# STATED TASK
Give the material again in full, matching it exactly.

# ENTRIES

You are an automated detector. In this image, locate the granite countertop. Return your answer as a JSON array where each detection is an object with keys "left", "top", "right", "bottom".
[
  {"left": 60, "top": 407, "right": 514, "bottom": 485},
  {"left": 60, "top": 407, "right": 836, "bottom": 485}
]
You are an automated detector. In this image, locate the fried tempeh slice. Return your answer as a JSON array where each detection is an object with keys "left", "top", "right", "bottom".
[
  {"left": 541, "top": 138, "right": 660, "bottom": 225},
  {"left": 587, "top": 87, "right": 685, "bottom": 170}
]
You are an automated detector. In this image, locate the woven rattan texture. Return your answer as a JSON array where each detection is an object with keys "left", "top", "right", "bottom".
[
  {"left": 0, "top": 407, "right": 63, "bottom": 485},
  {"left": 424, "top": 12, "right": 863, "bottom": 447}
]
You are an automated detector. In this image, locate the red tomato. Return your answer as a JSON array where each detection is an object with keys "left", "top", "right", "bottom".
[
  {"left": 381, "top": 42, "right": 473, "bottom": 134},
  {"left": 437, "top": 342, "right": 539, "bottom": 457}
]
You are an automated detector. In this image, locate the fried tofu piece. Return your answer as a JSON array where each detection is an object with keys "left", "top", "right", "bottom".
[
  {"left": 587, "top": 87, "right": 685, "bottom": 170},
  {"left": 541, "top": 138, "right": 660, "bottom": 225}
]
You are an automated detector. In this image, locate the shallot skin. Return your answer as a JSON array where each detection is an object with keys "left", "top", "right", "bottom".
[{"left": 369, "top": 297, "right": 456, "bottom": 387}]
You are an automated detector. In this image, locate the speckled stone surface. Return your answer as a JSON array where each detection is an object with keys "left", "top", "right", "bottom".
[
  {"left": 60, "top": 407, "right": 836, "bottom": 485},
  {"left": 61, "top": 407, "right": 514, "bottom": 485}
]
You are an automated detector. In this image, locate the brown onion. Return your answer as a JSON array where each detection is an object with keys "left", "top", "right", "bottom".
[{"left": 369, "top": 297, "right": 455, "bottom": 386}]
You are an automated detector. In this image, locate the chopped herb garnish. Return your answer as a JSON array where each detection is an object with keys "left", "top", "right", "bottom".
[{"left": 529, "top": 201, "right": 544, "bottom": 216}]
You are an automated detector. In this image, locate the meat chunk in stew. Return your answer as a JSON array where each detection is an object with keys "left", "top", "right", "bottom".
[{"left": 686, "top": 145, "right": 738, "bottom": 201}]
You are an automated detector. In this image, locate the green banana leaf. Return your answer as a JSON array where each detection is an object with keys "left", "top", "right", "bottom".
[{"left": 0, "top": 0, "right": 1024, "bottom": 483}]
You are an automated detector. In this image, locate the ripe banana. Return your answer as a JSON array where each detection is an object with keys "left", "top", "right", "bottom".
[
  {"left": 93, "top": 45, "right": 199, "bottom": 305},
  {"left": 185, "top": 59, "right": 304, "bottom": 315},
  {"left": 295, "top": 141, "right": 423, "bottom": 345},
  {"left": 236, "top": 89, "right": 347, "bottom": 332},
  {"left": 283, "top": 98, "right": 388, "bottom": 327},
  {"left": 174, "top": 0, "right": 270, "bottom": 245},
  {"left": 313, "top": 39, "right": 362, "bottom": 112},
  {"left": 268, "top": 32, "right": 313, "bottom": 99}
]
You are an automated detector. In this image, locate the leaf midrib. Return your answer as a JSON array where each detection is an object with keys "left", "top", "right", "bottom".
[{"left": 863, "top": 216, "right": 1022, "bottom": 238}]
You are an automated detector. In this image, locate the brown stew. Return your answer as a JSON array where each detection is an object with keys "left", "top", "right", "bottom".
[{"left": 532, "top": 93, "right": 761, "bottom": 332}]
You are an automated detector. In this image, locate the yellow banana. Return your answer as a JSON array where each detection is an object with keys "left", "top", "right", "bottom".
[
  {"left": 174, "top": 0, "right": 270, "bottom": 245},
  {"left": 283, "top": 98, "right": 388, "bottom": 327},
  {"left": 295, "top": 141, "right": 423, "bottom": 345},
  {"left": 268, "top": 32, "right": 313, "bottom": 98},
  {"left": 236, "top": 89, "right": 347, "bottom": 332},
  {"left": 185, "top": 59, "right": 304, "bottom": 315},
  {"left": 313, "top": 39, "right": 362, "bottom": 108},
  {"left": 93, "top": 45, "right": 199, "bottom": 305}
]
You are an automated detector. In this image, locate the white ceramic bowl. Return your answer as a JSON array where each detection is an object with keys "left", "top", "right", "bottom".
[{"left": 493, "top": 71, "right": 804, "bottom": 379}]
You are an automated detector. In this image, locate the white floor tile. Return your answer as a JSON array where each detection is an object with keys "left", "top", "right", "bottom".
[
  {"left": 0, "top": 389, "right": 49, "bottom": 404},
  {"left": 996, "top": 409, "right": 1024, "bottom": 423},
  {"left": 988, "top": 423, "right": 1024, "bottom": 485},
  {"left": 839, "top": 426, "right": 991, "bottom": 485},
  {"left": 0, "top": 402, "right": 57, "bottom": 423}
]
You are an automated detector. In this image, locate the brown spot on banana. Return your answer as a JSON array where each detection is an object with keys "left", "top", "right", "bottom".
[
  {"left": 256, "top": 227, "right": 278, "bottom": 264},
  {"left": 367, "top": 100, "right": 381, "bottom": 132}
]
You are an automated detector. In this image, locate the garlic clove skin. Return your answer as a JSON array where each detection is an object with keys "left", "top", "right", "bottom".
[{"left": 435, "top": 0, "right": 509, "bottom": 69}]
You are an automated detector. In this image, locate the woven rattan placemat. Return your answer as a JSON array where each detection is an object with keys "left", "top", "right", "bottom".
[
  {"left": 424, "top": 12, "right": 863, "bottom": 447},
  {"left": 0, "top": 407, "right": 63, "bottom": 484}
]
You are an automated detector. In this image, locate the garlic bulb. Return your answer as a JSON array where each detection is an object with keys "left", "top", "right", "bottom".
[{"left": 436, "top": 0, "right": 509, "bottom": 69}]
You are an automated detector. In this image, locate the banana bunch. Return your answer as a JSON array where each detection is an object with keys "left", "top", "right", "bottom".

# RESPONSE TO THE EXERCISE
You are an automated detector. In this image, locate the granite countertop. Return your answer as a JSON array where each detection is an object with keys "left", "top", "right", "bottom".
[
  {"left": 60, "top": 407, "right": 514, "bottom": 485},
  {"left": 60, "top": 407, "right": 836, "bottom": 485}
]
You are an automated detector. In this image, locate the fried tempeh slice. Return your answer as a JSON array where each detection is an object with keys "left", "top", "right", "bottom".
[
  {"left": 541, "top": 138, "right": 660, "bottom": 225},
  {"left": 587, "top": 87, "right": 685, "bottom": 170}
]
You are an automated detector. In this image, locate the woven rattan texture. Return your answer as a JSON array where each detection is an object with keys "left", "top", "right", "bottom".
[
  {"left": 0, "top": 407, "right": 63, "bottom": 485},
  {"left": 424, "top": 12, "right": 863, "bottom": 447}
]
You are an automated detector. In this image, locate the red tomato. Return your answer as a JSON array where each detection is an object with keys "left", "top", "right", "bottom".
[
  {"left": 381, "top": 42, "right": 473, "bottom": 134},
  {"left": 437, "top": 342, "right": 539, "bottom": 457}
]
You are an automated detector. In this image, locate the fried tofu piece. Return your answer as a JSON array where each detection is an object with keys "left", "top", "right", "bottom".
[
  {"left": 587, "top": 87, "right": 685, "bottom": 170},
  {"left": 541, "top": 138, "right": 660, "bottom": 225}
]
You are an automated detector. In this image, locate the shallot skin. Return your answer as a JSON array where each detection is an object with keys "left", "top", "right", "bottom".
[{"left": 369, "top": 297, "right": 456, "bottom": 387}]
You are an automated detector. In this image, locate the speckled stone surface. Return your answer as a JSON array where each detection is an object with keys "left", "top", "right", "bottom".
[
  {"left": 60, "top": 407, "right": 836, "bottom": 485},
  {"left": 61, "top": 407, "right": 514, "bottom": 485}
]
You are an automated detector. In this image, locate the brown onion. Return your answer as a JSON array where each detection is an object with keys "left", "top", "right", "bottom".
[{"left": 369, "top": 297, "right": 455, "bottom": 386}]
You are an automated detector. In this image, locate the chopped herb garnish. Return your answer as a JSON array where each detection is an object with keys "left", "top", "right", "bottom".
[{"left": 529, "top": 201, "right": 544, "bottom": 216}]
You are an automated detector. In this image, locate the meat chunk in stew. Return your answer as a JSON array where each detection is an object with keys "left", "top", "right", "bottom".
[{"left": 686, "top": 145, "right": 738, "bottom": 201}]
You are an automated detector. In this image, locate the green banana leaf. Return your answer as a JSON array where each detection is an object with keys "left", "top", "right", "bottom".
[{"left": 0, "top": 0, "right": 1024, "bottom": 483}]
You are an automated detector. In this image, locate the ripe banana. Return your answer as a JSON array where each detection is an object with keys "left", "top", "right", "bottom".
[
  {"left": 93, "top": 45, "right": 199, "bottom": 305},
  {"left": 185, "top": 59, "right": 304, "bottom": 315},
  {"left": 295, "top": 141, "right": 423, "bottom": 345},
  {"left": 236, "top": 89, "right": 347, "bottom": 332},
  {"left": 283, "top": 98, "right": 388, "bottom": 327},
  {"left": 174, "top": 0, "right": 270, "bottom": 245},
  {"left": 313, "top": 39, "right": 362, "bottom": 112},
  {"left": 268, "top": 32, "right": 313, "bottom": 99}
]
You are an automated detector. In this image, locate the leaf midrib. Return your answer as a JSON array where each detection is an object with keys "left", "top", "right", "bottom".
[{"left": 863, "top": 216, "right": 1022, "bottom": 238}]
You are an automated detector. In this image, locate the brown stew. Return your answer as a JSON array where each detection is an object with keys "left", "top", "right", "bottom".
[{"left": 532, "top": 93, "right": 761, "bottom": 332}]
You are an automated detector. In this image, locate the yellow banana. Return your answer as a JSON array where each detection is an object with keys "left", "top", "right", "bottom".
[
  {"left": 174, "top": 0, "right": 270, "bottom": 245},
  {"left": 283, "top": 98, "right": 388, "bottom": 327},
  {"left": 295, "top": 141, "right": 423, "bottom": 345},
  {"left": 268, "top": 32, "right": 313, "bottom": 98},
  {"left": 236, "top": 89, "right": 347, "bottom": 332},
  {"left": 185, "top": 59, "right": 304, "bottom": 315},
  {"left": 313, "top": 39, "right": 362, "bottom": 108},
  {"left": 93, "top": 45, "right": 199, "bottom": 305}
]
You are an automated detector. In this image, locate the white ceramic bowl. Return your answer as a JSON array where each detection is an object with keys "left", "top", "right", "bottom".
[{"left": 493, "top": 71, "right": 804, "bottom": 379}]
You are an automated detector. In this image, locate the white floor tile. Return your answer as a JSON array where each detection is an object with keys "left", "top", "right", "bottom".
[
  {"left": 0, "top": 389, "right": 49, "bottom": 404},
  {"left": 996, "top": 409, "right": 1024, "bottom": 423},
  {"left": 988, "top": 423, "right": 1024, "bottom": 485},
  {"left": 839, "top": 426, "right": 991, "bottom": 485},
  {"left": 0, "top": 402, "right": 57, "bottom": 423}
]
You are an automated detector. In this image, locate the brown spot on banana. Return your answer as a JSON array where each detection is an object with keys "left", "top", "right", "bottom".
[
  {"left": 256, "top": 227, "right": 278, "bottom": 264},
  {"left": 367, "top": 100, "right": 381, "bottom": 132}
]
You are an automated detector. In this image, locate the garlic clove skin. Return your answer as a JSON array where each detection is an object with keys "left", "top", "right", "bottom".
[{"left": 435, "top": 0, "right": 509, "bottom": 69}]
You are an automated detector. In this image, locate the woven rattan placemat. Return your answer as a JSON array where each detection is an object with keys "left", "top", "right", "bottom".
[
  {"left": 424, "top": 12, "right": 863, "bottom": 447},
  {"left": 0, "top": 407, "right": 63, "bottom": 484}
]
You are an automated detector. In this image, locate the garlic bulb. Return your answer as a JSON array where each detection is an object with keys "left", "top", "right", "bottom".
[{"left": 436, "top": 0, "right": 509, "bottom": 69}]
You are an automated detector. In this image, locate the banana bunch. Return your answer as a JSON array where each detection is an object with keys "left", "top", "right", "bottom".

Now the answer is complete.